=== Begin Enclosure ===

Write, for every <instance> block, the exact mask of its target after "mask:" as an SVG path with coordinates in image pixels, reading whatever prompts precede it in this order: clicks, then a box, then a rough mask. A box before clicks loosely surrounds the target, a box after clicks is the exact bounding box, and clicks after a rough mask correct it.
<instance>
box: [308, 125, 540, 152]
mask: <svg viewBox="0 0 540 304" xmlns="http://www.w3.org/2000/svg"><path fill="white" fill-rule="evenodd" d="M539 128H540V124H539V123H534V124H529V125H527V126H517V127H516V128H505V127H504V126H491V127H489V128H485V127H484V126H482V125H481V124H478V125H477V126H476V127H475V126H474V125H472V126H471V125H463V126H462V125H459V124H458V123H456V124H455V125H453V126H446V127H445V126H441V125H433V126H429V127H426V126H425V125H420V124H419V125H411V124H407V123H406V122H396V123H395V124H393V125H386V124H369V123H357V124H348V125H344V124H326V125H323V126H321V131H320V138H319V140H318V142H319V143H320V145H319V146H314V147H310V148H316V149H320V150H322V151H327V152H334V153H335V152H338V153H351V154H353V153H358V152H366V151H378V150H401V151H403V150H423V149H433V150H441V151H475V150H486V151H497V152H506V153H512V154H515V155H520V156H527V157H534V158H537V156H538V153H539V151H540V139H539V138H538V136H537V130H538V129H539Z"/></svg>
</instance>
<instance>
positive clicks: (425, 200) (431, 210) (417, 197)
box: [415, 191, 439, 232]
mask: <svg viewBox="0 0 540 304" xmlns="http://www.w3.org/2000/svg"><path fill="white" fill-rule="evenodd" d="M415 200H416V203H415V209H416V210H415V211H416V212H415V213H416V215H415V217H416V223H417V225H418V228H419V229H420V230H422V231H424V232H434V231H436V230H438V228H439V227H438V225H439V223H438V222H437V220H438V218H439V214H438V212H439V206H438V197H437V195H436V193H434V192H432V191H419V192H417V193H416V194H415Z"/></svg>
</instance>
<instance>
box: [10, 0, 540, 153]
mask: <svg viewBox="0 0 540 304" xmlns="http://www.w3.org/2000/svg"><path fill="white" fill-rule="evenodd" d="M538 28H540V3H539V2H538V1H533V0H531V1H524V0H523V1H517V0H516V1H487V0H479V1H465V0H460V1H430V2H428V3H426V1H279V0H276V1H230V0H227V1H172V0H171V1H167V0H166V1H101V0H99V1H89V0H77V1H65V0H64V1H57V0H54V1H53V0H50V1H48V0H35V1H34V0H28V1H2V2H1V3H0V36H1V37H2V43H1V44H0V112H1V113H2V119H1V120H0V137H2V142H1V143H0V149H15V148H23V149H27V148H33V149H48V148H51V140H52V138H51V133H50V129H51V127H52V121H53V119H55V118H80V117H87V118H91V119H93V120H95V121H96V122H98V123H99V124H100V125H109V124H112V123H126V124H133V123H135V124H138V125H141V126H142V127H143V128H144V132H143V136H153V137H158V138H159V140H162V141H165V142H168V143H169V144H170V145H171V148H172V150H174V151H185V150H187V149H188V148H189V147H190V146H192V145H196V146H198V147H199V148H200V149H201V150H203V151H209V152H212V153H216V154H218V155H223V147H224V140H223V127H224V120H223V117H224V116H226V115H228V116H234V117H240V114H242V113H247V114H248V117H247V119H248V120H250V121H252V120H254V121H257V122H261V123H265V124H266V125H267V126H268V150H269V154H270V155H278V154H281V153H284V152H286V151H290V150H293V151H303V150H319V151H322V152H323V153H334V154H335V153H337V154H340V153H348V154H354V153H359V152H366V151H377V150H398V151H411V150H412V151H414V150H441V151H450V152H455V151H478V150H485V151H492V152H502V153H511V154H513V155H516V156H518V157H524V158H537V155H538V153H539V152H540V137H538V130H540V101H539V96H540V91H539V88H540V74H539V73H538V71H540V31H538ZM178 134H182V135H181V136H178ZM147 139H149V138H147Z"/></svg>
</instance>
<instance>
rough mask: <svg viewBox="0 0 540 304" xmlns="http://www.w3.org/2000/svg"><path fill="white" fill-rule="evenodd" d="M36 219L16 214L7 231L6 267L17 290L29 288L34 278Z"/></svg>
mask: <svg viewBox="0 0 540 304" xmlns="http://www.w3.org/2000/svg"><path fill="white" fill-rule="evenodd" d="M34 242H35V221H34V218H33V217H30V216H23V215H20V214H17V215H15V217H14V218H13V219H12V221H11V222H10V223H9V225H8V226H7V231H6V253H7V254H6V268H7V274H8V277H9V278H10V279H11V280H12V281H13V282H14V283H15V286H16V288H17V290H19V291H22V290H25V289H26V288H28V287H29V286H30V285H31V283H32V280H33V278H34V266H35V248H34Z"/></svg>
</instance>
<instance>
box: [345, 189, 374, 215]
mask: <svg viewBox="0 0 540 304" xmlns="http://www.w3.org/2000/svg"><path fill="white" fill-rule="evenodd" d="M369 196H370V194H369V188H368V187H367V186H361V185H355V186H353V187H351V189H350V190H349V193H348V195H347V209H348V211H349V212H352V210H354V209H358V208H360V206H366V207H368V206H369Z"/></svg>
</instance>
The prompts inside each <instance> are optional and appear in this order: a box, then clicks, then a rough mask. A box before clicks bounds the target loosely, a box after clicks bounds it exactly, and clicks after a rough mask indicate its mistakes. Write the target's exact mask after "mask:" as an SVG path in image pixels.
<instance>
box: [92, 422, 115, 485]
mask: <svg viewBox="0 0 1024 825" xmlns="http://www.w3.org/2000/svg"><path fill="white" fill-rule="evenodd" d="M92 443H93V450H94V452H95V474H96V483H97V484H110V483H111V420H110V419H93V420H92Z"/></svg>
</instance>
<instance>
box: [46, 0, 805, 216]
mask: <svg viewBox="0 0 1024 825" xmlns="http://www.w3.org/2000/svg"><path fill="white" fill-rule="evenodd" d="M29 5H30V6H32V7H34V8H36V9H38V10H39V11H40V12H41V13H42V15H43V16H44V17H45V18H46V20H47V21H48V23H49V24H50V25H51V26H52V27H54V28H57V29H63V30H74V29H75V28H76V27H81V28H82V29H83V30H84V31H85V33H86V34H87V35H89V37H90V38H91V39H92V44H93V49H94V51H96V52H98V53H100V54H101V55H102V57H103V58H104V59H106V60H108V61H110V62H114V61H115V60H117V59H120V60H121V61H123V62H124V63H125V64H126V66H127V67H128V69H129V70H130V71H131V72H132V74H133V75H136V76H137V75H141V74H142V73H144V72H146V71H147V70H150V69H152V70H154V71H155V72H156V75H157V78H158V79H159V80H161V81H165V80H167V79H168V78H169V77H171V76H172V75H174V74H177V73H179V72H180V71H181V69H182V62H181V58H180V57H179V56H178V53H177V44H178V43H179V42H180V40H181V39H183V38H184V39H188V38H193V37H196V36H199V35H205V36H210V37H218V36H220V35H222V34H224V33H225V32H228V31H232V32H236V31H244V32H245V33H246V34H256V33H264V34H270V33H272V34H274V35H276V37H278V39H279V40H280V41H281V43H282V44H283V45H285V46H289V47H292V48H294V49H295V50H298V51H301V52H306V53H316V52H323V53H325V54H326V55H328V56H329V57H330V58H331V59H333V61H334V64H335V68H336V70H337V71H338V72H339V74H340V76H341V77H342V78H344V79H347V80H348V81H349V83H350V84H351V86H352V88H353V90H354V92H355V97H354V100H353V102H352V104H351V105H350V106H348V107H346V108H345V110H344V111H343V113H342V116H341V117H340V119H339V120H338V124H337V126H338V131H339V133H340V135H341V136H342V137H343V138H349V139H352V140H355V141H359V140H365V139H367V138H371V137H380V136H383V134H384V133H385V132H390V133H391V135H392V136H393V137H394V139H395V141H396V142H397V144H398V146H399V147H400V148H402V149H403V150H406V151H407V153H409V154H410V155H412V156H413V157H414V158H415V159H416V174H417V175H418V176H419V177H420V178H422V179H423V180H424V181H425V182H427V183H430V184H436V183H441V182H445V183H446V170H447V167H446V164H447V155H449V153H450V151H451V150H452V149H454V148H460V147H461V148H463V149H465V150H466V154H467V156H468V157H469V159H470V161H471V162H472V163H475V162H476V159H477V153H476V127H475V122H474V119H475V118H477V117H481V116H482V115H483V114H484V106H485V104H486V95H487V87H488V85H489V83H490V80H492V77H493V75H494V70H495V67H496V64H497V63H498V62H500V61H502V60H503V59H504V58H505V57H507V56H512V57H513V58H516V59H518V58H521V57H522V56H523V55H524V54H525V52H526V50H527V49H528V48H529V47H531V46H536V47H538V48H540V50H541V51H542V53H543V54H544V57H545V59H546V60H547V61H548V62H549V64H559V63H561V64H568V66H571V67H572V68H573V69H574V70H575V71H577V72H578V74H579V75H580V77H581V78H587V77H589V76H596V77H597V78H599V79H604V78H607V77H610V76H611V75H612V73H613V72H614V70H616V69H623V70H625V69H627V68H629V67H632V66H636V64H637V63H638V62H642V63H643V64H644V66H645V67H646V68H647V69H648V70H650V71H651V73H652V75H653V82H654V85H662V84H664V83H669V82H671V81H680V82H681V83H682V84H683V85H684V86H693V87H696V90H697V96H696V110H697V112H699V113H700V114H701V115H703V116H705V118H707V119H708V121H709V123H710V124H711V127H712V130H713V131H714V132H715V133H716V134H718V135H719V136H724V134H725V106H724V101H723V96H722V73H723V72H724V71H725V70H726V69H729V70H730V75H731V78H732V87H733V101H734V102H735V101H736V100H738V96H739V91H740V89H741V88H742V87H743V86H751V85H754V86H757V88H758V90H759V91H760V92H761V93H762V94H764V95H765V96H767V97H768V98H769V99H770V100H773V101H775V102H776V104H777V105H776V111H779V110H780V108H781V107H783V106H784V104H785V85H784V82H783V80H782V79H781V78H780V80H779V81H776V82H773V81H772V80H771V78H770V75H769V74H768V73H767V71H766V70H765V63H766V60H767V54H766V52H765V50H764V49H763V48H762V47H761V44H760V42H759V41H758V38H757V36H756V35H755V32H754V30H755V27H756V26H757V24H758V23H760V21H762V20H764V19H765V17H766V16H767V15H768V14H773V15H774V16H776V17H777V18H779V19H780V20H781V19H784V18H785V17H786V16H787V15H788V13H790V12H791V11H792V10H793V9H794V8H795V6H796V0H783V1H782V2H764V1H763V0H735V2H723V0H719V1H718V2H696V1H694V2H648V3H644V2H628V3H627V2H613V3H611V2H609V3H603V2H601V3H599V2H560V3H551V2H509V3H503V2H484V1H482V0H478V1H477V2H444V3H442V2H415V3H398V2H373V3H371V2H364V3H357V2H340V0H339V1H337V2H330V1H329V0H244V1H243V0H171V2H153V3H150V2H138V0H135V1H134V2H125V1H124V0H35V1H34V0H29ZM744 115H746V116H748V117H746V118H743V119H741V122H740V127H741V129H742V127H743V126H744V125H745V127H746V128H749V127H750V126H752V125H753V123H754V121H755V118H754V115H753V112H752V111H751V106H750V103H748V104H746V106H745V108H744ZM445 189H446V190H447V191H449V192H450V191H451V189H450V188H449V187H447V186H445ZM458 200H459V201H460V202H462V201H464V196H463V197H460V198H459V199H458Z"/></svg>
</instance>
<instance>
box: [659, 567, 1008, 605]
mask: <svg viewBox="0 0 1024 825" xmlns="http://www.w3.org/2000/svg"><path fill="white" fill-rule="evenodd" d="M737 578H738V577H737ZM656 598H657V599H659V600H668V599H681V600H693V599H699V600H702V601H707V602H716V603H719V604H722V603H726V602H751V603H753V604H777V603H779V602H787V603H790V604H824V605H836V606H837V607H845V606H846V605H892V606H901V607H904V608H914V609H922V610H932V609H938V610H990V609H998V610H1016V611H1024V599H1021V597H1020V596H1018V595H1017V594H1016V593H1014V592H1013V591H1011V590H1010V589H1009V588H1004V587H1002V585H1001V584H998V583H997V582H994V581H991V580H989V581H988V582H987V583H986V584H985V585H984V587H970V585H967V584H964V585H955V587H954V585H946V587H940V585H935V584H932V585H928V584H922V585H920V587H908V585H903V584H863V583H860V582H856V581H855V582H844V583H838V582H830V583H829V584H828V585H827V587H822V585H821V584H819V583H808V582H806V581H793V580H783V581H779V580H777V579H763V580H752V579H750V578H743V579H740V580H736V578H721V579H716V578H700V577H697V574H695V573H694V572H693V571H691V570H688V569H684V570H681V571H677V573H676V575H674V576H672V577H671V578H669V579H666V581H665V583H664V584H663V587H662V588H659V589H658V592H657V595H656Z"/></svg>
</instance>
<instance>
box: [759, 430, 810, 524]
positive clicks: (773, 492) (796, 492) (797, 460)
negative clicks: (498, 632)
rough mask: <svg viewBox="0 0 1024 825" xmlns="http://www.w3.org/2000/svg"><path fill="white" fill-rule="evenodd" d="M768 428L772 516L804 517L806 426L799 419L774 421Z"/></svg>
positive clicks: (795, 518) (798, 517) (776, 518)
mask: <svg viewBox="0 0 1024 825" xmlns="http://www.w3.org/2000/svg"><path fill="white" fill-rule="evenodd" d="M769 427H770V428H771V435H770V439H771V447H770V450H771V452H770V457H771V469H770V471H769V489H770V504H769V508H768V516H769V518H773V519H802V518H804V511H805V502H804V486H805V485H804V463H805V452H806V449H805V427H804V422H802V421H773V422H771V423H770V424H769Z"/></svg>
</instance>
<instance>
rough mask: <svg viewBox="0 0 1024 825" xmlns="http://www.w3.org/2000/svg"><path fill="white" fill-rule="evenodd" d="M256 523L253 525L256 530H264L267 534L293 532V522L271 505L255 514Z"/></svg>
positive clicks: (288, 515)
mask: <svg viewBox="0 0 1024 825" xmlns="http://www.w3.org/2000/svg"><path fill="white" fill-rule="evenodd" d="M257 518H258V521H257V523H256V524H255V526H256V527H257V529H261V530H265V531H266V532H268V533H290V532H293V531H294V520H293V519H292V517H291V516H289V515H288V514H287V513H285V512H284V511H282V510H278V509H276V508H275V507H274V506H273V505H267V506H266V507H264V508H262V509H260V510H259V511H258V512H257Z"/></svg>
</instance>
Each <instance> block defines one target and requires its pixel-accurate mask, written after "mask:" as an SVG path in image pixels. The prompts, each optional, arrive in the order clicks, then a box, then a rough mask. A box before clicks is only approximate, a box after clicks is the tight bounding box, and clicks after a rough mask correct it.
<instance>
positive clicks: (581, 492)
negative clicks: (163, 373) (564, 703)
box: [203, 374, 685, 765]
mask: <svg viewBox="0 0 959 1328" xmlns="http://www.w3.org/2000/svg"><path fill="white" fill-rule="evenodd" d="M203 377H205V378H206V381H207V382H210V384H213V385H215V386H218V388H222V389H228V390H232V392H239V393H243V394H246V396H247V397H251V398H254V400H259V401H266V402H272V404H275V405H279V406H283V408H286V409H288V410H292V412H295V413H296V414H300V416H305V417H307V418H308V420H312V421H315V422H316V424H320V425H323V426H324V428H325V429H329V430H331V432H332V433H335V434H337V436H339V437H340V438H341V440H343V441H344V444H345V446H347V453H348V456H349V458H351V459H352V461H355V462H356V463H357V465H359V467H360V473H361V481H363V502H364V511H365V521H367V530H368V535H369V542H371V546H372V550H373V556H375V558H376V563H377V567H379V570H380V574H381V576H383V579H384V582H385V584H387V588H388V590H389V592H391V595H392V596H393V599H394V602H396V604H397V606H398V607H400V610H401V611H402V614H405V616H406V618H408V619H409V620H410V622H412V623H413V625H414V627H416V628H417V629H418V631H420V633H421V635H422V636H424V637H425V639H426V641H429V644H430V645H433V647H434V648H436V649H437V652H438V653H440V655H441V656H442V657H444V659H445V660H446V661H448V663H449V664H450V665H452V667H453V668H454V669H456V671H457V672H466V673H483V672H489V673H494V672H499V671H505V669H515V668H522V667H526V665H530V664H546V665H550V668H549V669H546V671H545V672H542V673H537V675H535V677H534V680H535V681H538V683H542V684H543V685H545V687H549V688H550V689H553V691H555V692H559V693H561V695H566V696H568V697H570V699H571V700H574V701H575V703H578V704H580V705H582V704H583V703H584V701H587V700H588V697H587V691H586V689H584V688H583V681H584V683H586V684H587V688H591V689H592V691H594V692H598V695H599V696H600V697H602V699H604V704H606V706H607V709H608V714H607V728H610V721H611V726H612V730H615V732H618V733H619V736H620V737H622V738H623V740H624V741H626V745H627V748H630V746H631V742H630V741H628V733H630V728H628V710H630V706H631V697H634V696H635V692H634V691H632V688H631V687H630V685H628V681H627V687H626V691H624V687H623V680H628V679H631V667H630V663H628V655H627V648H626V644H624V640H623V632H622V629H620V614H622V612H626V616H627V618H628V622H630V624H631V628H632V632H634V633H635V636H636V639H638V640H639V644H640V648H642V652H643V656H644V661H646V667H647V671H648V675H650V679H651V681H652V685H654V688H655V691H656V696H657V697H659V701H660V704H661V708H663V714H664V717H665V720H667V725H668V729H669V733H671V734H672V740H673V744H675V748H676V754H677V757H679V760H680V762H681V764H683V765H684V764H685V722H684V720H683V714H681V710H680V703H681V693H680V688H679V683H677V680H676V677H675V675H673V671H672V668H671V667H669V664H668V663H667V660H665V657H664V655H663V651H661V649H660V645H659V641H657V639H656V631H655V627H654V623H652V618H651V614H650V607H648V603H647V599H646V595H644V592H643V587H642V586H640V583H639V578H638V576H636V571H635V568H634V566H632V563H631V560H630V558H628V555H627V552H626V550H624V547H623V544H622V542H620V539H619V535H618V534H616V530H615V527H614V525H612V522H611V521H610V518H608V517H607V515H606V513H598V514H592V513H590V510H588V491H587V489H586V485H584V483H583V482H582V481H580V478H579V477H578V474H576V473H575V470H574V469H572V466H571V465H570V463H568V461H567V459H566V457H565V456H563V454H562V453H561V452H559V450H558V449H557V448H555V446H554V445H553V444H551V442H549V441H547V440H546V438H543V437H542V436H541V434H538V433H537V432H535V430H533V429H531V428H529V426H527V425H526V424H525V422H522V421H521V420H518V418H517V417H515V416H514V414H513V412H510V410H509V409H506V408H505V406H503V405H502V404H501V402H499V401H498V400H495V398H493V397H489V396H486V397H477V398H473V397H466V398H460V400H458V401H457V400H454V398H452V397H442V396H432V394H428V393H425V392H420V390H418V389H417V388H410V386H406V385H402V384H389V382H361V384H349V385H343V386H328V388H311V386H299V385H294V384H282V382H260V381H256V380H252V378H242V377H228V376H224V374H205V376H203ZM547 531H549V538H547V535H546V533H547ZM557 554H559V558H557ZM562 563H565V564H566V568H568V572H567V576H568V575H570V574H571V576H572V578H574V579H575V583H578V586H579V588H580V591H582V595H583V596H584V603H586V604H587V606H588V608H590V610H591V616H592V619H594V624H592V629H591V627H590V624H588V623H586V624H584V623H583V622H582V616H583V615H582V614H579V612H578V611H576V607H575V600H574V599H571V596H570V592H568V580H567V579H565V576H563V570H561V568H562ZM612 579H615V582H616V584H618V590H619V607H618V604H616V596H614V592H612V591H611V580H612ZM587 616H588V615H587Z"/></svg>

=== End Enclosure ===

Starting with the first line of the entries and going on through the line with "box: [308, 125, 540, 152]", write those lines out again with "rough mask" replaced by "coarse mask" and nothing else changed.

Write, for every <instance> block, the exact mask of its target after "mask:" as an SVG path with coordinates in image pixels, reading whatever prompts precede it in this order: clicks, then a box, then a coarse mask. A box before clicks loosely surrounds the target, a box after clicks is the exact bounding box, and clicks after a coarse mask correct it.
<instance>
box: [308, 125, 540, 152]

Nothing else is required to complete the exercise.